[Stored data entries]
....
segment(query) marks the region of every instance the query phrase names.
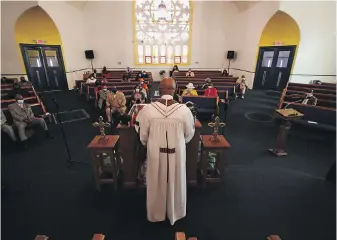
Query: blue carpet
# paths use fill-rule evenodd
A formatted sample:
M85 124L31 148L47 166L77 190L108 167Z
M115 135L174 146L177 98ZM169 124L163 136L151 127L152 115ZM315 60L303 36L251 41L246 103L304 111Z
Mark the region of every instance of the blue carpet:
M99 113L78 93L47 94L61 111L83 108L91 119L66 123L71 154L90 163L87 144L98 129ZM170 227L168 222L146 220L145 192L95 189L91 165L67 170L67 154L58 125L50 125L54 140L37 134L27 151L2 143L2 239L174 239L184 231L201 240L262 240L279 234L286 240L336 239L336 189L322 180L336 159L331 136L294 126L289 134L288 157L267 152L275 146L277 125L249 121L247 112L272 114L274 96L249 91L244 100L230 104L225 136L228 151L226 181L219 189L188 190L187 217ZM203 122L203 133L211 128Z

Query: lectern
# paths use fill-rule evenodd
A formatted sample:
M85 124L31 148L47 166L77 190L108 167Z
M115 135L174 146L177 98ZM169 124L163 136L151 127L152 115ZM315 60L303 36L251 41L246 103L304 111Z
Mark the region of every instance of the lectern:
M277 146L276 148L271 148L268 151L277 157L287 156L288 153L285 151L285 146L287 142L287 135L291 127L291 121L302 118L304 115L295 109L276 109L276 116L281 117L282 123L277 136Z

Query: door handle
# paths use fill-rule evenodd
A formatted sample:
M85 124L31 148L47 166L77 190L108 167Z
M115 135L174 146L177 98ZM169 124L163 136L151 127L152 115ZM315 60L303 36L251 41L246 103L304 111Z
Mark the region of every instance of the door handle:
M41 87L41 78L40 78L40 72L36 71L36 77L37 77L37 83L39 84L39 87Z
M276 87L279 87L279 86L280 86L281 77L282 77L282 72L279 72L279 73L278 73L278 77L277 77Z
M56 87L59 87L59 81L58 81L58 79L57 79L56 70L53 70L53 73L54 73L54 79L55 79Z
M264 86L264 83L266 81L266 75L267 75L267 71L263 71L262 86Z

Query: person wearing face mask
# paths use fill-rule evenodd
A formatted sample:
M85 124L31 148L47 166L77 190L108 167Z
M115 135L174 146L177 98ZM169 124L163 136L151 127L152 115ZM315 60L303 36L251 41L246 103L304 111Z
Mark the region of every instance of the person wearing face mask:
M107 99L107 96L108 96L109 92L110 91L108 90L108 87L106 85L104 85L103 88L98 91L97 106L99 107L99 109L105 109L106 99Z
M186 77L194 77L194 72L192 72L192 69L188 69Z
M97 78L97 70L96 69L94 69L93 76L94 76L94 78Z
M34 116L31 107L24 103L22 95L17 94L15 96L16 103L12 103L8 106L8 110L13 117L14 125L17 127L19 132L19 138L23 143L23 146L27 148L27 136L25 133L26 127L31 127L39 125L46 133L46 136L53 138L48 130L47 124L43 118L38 118Z
M189 83L181 96L198 96L198 92L195 90L193 83Z
M148 78L149 77L149 75L147 74L147 72L146 71L143 71L142 72L142 76L141 76L142 78Z
M244 99L245 98L245 93L246 93L246 90L247 90L247 84L246 84L246 77L244 75L241 76L241 81L239 83L239 97L241 99Z
M307 104L307 105L312 105L312 106L317 105L317 98L314 96L313 90L311 90L310 93L307 93L304 100L302 101L302 104Z
M126 98L124 93L117 91L117 88L113 87L106 98L106 115L108 122L111 122L111 116L117 118L120 114L124 114L125 111Z
M13 142L16 141L16 136L13 127L7 123L7 118L2 110L1 110L1 130L7 133L8 136L13 140Z
M146 96L145 94L141 91L141 87L137 86L135 91L133 92L131 96L131 104L142 104L145 103ZM132 106L131 105L131 106Z
M86 83L96 83L96 78L94 77L94 74L90 74L90 77L88 78Z
M20 77L20 83L19 84L20 84L21 87L25 87L25 86L30 85L29 81L24 76Z

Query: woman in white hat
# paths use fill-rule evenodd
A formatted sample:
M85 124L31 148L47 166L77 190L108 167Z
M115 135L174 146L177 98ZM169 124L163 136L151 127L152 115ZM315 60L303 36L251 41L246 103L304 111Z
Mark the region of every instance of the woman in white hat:
M195 87L193 83L189 83L186 85L186 89L183 91L182 96L198 96L197 91L194 90Z

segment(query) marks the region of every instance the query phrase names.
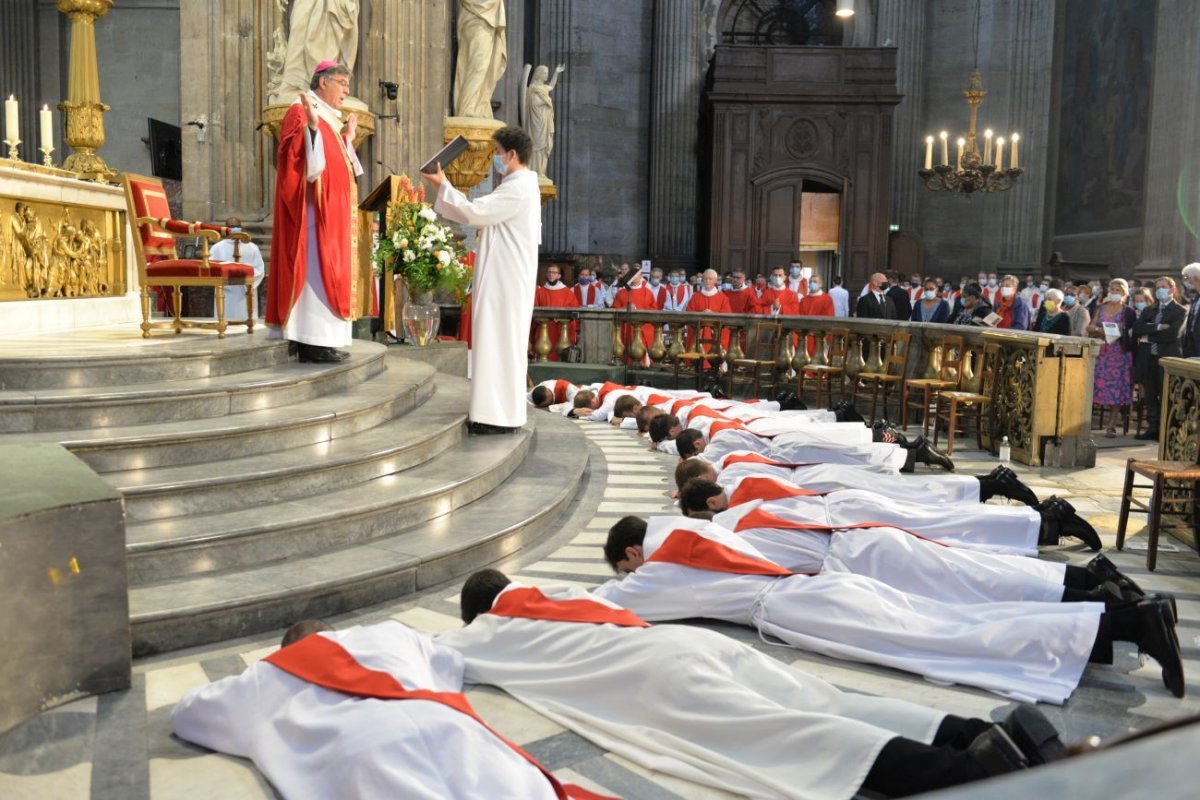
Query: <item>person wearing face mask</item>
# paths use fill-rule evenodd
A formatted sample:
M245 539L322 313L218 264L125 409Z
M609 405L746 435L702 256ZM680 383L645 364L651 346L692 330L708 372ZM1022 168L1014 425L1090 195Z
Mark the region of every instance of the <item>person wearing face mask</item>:
M787 273L783 267L771 271L771 282L763 290L755 307L756 314L794 317L800 313L800 298L788 288Z
M1159 359L1183 354L1179 339L1187 323L1187 311L1175 302L1175 280L1163 276L1154 282L1154 305L1138 316L1133 335L1145 337L1150 345L1150 358L1144 365L1142 378L1146 387L1146 431L1137 435L1145 441L1158 440L1159 406L1162 401L1162 367Z
M1013 331L1029 330L1029 306L1017 294L1017 278L1015 275L1005 275L1000 281L999 302L995 305L1000 320L997 328Z
M754 297L756 299L761 298L762 293L766 290L766 288L767 288L767 276L766 275L755 275L754 276Z
M604 292L596 283L596 279L592 277L591 268L580 267L577 274L579 278L571 287L571 294L575 295L576 305L583 308L604 308Z
M651 267L650 291L654 293L654 303L659 311L667 304L667 286L667 282L663 280L662 267Z
M1079 287L1070 284L1063 289L1062 307L1071 321L1071 335L1087 336L1087 329L1092 322L1092 317L1088 314L1087 308L1079 302Z
M955 325L983 325L983 318L992 313L992 307L983 299L983 289L978 283L968 283L963 289L961 307L953 317Z
M233 233L240 233L242 230L242 221L237 217L230 217L225 220L225 226ZM233 258L233 239L222 239L212 246L208 251L210 261L234 261ZM263 276L267 274L266 266L263 264L262 251L258 249L258 245L254 242L242 242L238 248L237 263L247 264L254 267L254 292L257 298L258 285L262 283ZM213 316L216 312L216 301L213 301ZM258 303L255 303L255 308L258 308ZM225 319L239 320L247 319L250 316L250 309L246 306L246 287L229 285L225 287Z
M1100 353L1096 356L1095 382L1092 402L1100 406L1100 424L1104 424L1105 413L1111 409L1105 435L1117 435L1117 412L1128 408L1133 402L1133 326L1137 324L1137 312L1125 304L1129 297L1129 285L1117 278L1108 284L1108 296L1096 308L1087 335L1100 339ZM1104 330L1106 324L1116 325L1120 338L1108 341Z
M1096 293L1092 289L1090 283L1085 283L1076 290L1079 307L1087 313L1088 324L1091 324L1092 317L1096 313ZM1087 325L1084 326L1087 328ZM1086 334L1085 334L1086 335Z
M1183 268L1183 282L1197 293L1183 326L1183 357L1200 358L1200 264Z
M687 282L683 270L671 270L667 278L666 299L663 301L663 311L683 311L688 301L692 299L692 287Z
M1030 278L1032 280L1032 278ZM1029 318L1034 319L1042 309L1042 301L1046 299L1046 292L1050 291L1049 279L1043 279L1041 283L1027 286L1029 293L1025 296L1025 304L1029 306Z
M804 266L804 262L796 259L788 266L787 288L796 293L796 297L803 297L808 294L808 279L812 277L812 270Z
M909 316L912 322L949 322L950 304L938 297L937 281L926 278L921 287L921 297L913 306Z
M700 291L700 287L704 281L701 279L700 273L697 272L695 275L692 275L690 278L688 278L688 283L691 284L692 292L695 293Z
M816 275L808 279L808 294L800 298L800 316L833 316L833 298L825 293L821 279Z
M700 291L692 295L688 301L687 310L693 314L731 314L729 298L717 286L717 271L706 269L700 276L702 284Z
M829 299L833 301L835 317L850 316L850 293L842 286L842 276L833 276L833 285L829 287Z
M1063 310L1063 293L1058 289L1047 289L1046 299L1038 309L1037 317L1033 320L1033 328L1038 333L1055 333L1059 336L1071 335L1071 318Z
M855 315L863 319L899 319L896 305L888 296L889 288L890 284L882 272L872 275L866 294L858 298Z
M508 125L492 134L504 178L488 195L468 199L437 172L422 177L436 190L433 210L478 228L471 303L469 429L511 433L526 421L527 337L537 284L541 208L537 173L529 169L533 141Z
M910 304L917 303L925 294L925 283L921 280L920 275L913 275L902 288L908 290L908 302Z
M654 292L650 291L650 287L646 285L646 280L642 277L640 269L631 270L629 282L623 289L617 291L617 296L613 299L612 307L615 309L623 309L626 307L635 308L641 311L657 311L658 306L654 301ZM633 341L631 326L624 326L622 338L628 348L629 343ZM654 343L654 326L650 324L642 325L642 344L646 350L650 349L650 345ZM645 357L644 364L649 363L650 356Z
M1000 297L1000 281L995 273L988 273L987 280L980 283L979 288L983 290L983 299L988 301L988 305L995 306Z
M562 270L557 264L551 264L546 267L546 282L539 286L533 293L533 305L537 308L578 308L579 301L575 299L575 293L571 291L571 287L562 282ZM538 322L533 322L530 325L529 343L536 345L538 336L541 334L541 325ZM550 338L550 354L551 361L558 361L558 339L562 333L562 326L557 322L550 322L546 325L546 334ZM576 323L571 323L570 333L571 341L575 341L579 336L579 326Z
M729 310L734 314L753 314L758 297L754 289L746 285L746 273L735 270L729 279L729 290L725 292L729 299Z

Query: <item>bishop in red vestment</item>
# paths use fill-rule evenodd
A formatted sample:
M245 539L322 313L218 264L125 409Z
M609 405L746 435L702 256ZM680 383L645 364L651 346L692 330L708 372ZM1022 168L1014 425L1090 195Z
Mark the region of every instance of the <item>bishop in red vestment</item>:
M787 288L783 267L771 273L771 283L763 289L755 308L758 314L779 314L783 317L795 317L800 314L800 298Z
M354 179L358 119L342 126L350 71L322 61L312 89L300 95L280 124L275 226L267 278L267 325L300 345L302 361L342 361L350 321L370 302L370 279L360 275Z
M551 264L546 268L546 283L539 286L533 293L533 304L538 308L578 308L579 301L575 299L575 293L571 291L571 287L562 282L562 270L557 265ZM529 332L529 341L532 345L537 345L538 330L541 324L534 320L532 330ZM546 325L546 332L550 337L550 360L558 361L558 337L562 334L562 326L557 322L551 322ZM572 323L569 336L572 342L575 341L577 335L577 325ZM534 350L536 353L537 351Z
M725 296L729 298L729 310L734 314L753 314L754 306L758 304L758 294L753 286L746 284L746 273L741 270L734 270Z
M613 300L612 307L623 309L626 306L644 311L656 311L658 306L655 304L654 292L646 286L646 282L642 280L642 273L638 272L629 281L629 285L617 292L616 299ZM621 337L625 340L625 347L628 349L632 336L629 326L626 325L622 331ZM646 346L646 350L650 349L650 345L654 342L654 326L642 326L642 344Z

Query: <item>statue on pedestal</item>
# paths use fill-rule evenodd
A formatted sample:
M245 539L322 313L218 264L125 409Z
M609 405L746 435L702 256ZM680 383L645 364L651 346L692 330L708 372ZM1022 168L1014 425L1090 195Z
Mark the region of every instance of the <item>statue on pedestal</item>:
M492 119L492 94L506 66L504 0L458 0L454 115Z
M276 2L282 8L285 0ZM292 0L288 16L282 66L267 81L271 104L290 103L307 91L321 61L332 59L353 72L358 56L358 0ZM281 63L279 45L276 31L275 47L267 57L269 65Z
M525 65L527 76L529 67L529 64ZM525 90L522 124L529 138L533 139L533 155L529 159L529 168L539 177L546 177L550 153L554 150L554 100L550 93L558 85L558 76L566 71L566 65L559 64L554 69L554 77L551 78L550 69L543 64L533 71L533 80Z

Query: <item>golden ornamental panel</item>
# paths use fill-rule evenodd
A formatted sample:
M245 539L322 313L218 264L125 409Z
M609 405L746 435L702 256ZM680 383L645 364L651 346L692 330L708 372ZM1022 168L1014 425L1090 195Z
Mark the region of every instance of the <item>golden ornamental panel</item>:
M1200 382L1170 373L1166 378L1160 457L1195 462L1200 432Z
M1036 386L1037 361L1033 351L1022 347L1002 348L992 424L997 440L1000 436L1007 436L1013 450L1025 453L1033 451Z
M0 300L125 293L125 214L0 195Z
....
To do — The answer should hold the lines from the one containing "Mark the region of every instance of the <item>golden" through the end of the entries above, set down exactly, with both ends included.

Completed task —
Mark the region of every instance of the <item>golden ornamental panel</item>:
M1200 382L1170 373L1166 378L1160 457L1195 462L1200 432Z
M1036 386L1037 361L1033 351L1022 347L1002 348L992 424L997 440L1000 436L1007 436L1013 450L1025 453L1033 451Z
M0 300L125 293L125 214L0 195Z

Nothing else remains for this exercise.